DOCUMENT SEGMENT:
Security forces ended a 19-hour hostage crisis in India-administered Kashmir Thursday when they killed the last of three suspected Muslim militants who held 10 people hostage, police said, reported dpa.
Three male hostages were killed in a shootout with the rebels, but seven people, including four children, were rescued, Jammu police chief Manohar Singh said.
"I had lost all hope, ... but it is with God's grace and help from the army that I could get my children back," Billu Ram, the owner of the house where the militants holed up, told reporters.
The gunbattle with the militants who were hiding inside a two-storey building on the outskirts of Jammu, the winter capital of Jammu and Kashmir state, ended about 1:30 am (2000 GMT Wednesday).
"The operation in the Bantalab area is over," Singh said. "The third militant was killed by the special forces early on Thursday."
The rebels, believed to be a part of a group of infiltrators who had sneaked across the border with Pakistan, had killed five people, including an army officer, as they made their way into Bantalab Wednesday.

EXERCISE DETAILS:
According to the news report on the Kashmir hostage crisis, how many people were rescued?

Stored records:
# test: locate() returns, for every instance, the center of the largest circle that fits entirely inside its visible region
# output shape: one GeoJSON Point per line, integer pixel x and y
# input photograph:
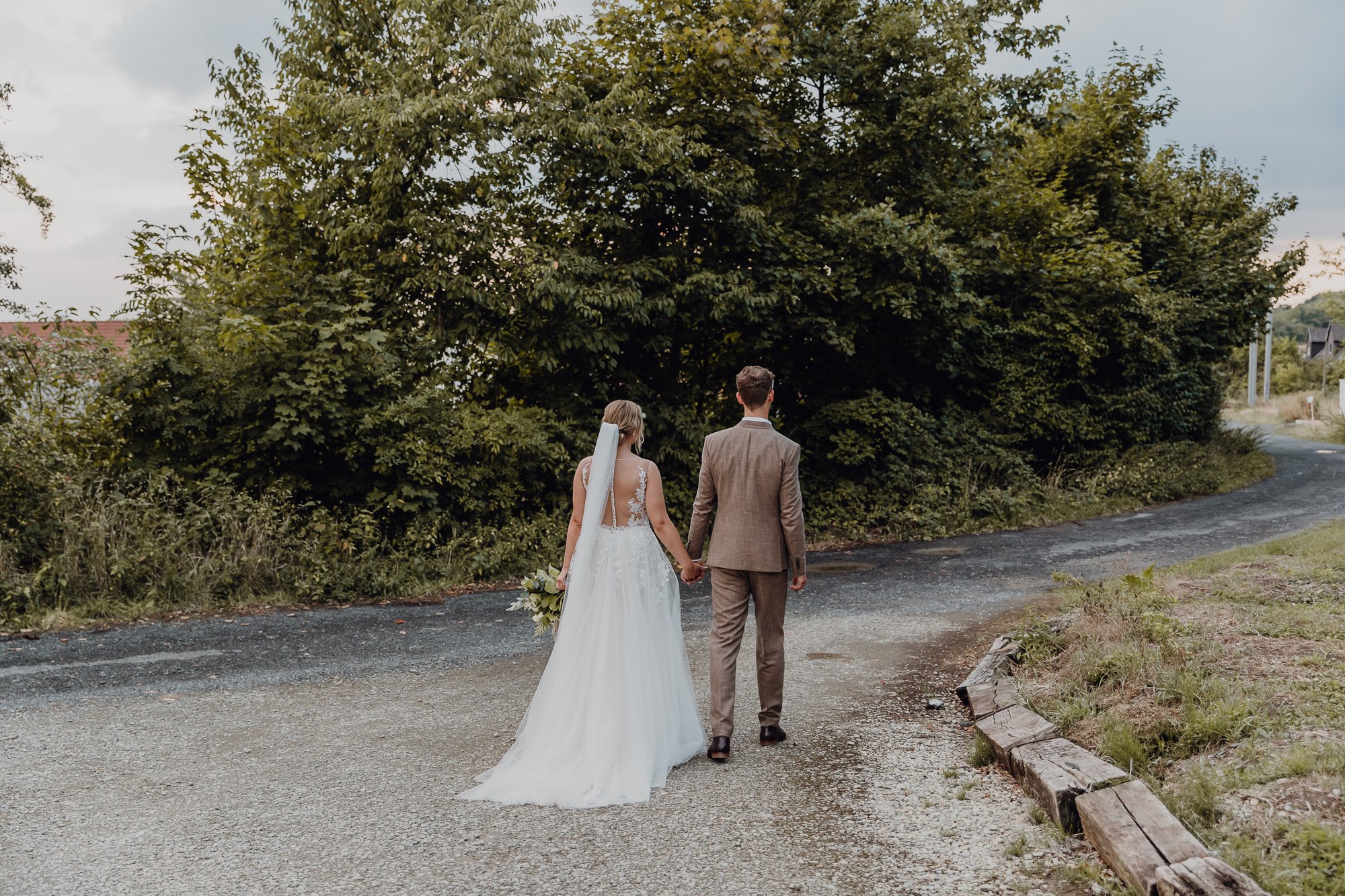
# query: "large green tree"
{"type": "Point", "coordinates": [447, 236]}
{"type": "Point", "coordinates": [354, 264]}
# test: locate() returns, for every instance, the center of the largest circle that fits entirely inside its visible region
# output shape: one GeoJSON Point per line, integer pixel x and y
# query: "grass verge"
{"type": "Point", "coordinates": [1221, 684]}
{"type": "Point", "coordinates": [155, 549]}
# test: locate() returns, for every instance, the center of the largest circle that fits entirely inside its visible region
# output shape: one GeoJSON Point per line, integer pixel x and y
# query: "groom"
{"type": "Point", "coordinates": [751, 474]}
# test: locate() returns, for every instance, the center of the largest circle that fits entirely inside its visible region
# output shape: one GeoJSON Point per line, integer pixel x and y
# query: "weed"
{"type": "Point", "coordinates": [1039, 641]}
{"type": "Point", "coordinates": [981, 754]}
{"type": "Point", "coordinates": [1122, 744]}
{"type": "Point", "coordinates": [1196, 799]}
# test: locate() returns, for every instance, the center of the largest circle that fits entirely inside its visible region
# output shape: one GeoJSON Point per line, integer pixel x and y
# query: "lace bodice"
{"type": "Point", "coordinates": [636, 509]}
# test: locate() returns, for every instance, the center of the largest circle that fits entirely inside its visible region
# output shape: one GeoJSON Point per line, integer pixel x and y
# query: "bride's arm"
{"type": "Point", "coordinates": [572, 534]}
{"type": "Point", "coordinates": [658, 513]}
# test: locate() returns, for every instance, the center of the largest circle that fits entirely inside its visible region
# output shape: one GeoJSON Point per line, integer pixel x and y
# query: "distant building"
{"type": "Point", "coordinates": [1328, 339]}
{"type": "Point", "coordinates": [114, 331]}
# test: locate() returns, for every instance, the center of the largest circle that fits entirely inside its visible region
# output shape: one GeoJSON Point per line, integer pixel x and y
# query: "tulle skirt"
{"type": "Point", "coordinates": [615, 709]}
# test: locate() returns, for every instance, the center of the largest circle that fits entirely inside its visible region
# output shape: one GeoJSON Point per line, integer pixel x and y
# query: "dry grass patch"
{"type": "Point", "coordinates": [1221, 682]}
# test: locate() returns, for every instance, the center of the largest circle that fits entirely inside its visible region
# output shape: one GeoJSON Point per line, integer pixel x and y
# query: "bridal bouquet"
{"type": "Point", "coordinates": [541, 599]}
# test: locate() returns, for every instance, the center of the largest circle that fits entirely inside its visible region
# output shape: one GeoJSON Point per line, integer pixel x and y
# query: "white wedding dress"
{"type": "Point", "coordinates": [615, 709]}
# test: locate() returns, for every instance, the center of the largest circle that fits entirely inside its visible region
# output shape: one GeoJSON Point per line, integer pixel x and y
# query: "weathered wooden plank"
{"type": "Point", "coordinates": [1015, 727]}
{"type": "Point", "coordinates": [992, 665]}
{"type": "Point", "coordinates": [1163, 829]}
{"type": "Point", "coordinates": [1056, 771]}
{"type": "Point", "coordinates": [1135, 833]}
{"type": "Point", "coordinates": [1206, 876]}
{"type": "Point", "coordinates": [992, 696]}
{"type": "Point", "coordinates": [1118, 838]}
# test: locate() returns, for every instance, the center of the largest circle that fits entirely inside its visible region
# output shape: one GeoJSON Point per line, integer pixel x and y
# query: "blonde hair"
{"type": "Point", "coordinates": [629, 419]}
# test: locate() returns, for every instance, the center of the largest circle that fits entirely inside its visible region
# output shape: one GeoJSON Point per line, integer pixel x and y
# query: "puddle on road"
{"type": "Point", "coordinates": [839, 565]}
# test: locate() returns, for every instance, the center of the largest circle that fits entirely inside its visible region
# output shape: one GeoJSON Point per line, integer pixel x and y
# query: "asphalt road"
{"type": "Point", "coordinates": [319, 752]}
{"type": "Point", "coordinates": [968, 577]}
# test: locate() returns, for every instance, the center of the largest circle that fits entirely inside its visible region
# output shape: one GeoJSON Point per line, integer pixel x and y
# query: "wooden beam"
{"type": "Point", "coordinates": [992, 696]}
{"type": "Point", "coordinates": [1056, 771]}
{"type": "Point", "coordinates": [1206, 876]}
{"type": "Point", "coordinates": [1015, 727]}
{"type": "Point", "coordinates": [1135, 833]}
{"type": "Point", "coordinates": [992, 665]}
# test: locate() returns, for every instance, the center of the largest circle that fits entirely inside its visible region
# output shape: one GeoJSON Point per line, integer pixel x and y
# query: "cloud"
{"type": "Point", "coordinates": [107, 87]}
{"type": "Point", "coordinates": [167, 44]}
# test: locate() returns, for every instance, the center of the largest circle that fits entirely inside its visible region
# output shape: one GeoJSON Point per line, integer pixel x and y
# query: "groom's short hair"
{"type": "Point", "coordinates": [755, 384]}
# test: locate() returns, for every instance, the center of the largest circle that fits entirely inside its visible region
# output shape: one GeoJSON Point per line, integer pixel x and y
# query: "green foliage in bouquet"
{"type": "Point", "coordinates": [543, 599]}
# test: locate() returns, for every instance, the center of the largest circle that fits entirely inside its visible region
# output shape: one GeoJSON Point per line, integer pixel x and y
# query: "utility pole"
{"type": "Point", "coordinates": [1252, 372]}
{"type": "Point", "coordinates": [1270, 333]}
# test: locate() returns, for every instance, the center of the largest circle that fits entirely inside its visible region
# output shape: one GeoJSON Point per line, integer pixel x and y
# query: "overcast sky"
{"type": "Point", "coordinates": [104, 89]}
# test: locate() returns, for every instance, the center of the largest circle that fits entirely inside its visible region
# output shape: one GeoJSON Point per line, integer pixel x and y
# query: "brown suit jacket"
{"type": "Point", "coordinates": [751, 475]}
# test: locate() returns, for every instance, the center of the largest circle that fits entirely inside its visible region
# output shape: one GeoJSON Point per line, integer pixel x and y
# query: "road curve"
{"type": "Point", "coordinates": [319, 752]}
{"type": "Point", "coordinates": [969, 576]}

SOLUTION FOR THIS TASK:
Seven people were rescued, including four children.